*Tasks to complete:*
[A] Please copy the passage of the aging reversal comments below, starting at "3. Doing this" and ending at "lived signal chemical?".
[B] In the aging reversal comments below, what is named as enough to prevent the inflammation normally caused via toll like receptors?

*Text section:*
-- -- --

SOURCES- Stanford, Nature Communications, Biorxiv
Written By Brian Wang, Nextbigfuture.com

8 thoughts on “Rapid Aging Reversal Achieved With Human Cells”

  1. Delivery of mRNA rather than DNA plasmids could be sufficient as mRNA is rapidly degraded in cells, and does not run the risk of integration into chromosomal DNA next to oncogenes. You’d need a better delivery method than Viral vectors, maybe something like Oisin Biotechnologies fusogenix lipid nanoparticles. Modifying one of the RNA bases is enough to prevent the inflammation normally caused via toll like receptors.

  2. The transplant here was just for convenience of applying the treatment in vitro, and then testing it in vivo. This isn’t a treatment that can easily be applied systematically. As I say, you’d probably have to do some viral reprograming of the cells to enable it to be done in a whole organism. Think of it more as a demonstration of principle, than a viable treatment.

    Now, some tissues can be completely rejuvinated by transplant, bone marrow, for instance.

    I’m encouraged that there’s continual progress on multiple fronts. I’m not at all confident that it will add up to enough, fast enough, to be much help for me. (I’m 61, and not from long lived stock.) Maybe. But it sure looks like they’ll have this thing licked before my son has to worry about getting elderly.

    And that’s some consolation, anyway.

  3. Doing this in a controlable way across the entire organism might be challenging. Maybe using a virus to deliver a genetic circuit, that triggers the cycle in response to the presence of some short lived signal chemical?

-- -- --

*Records provided:*

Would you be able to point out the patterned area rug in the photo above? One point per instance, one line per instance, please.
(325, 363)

-- -- --

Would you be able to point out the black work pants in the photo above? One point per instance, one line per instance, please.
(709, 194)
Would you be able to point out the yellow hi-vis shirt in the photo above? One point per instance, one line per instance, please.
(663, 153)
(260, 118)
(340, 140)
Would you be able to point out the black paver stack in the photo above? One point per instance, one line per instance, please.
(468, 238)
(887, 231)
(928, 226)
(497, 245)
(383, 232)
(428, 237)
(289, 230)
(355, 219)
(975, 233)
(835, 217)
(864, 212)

-- -- --

*Results of the tasks:*
[A]
3. Doing this in a controlable way across the entire organism might be challenging. Maybe using a virus to deliver a genetic circuit, that triggers the cycle in response to the presence of some short lived signal chemical?

[B] Modifying one of the RNA bases.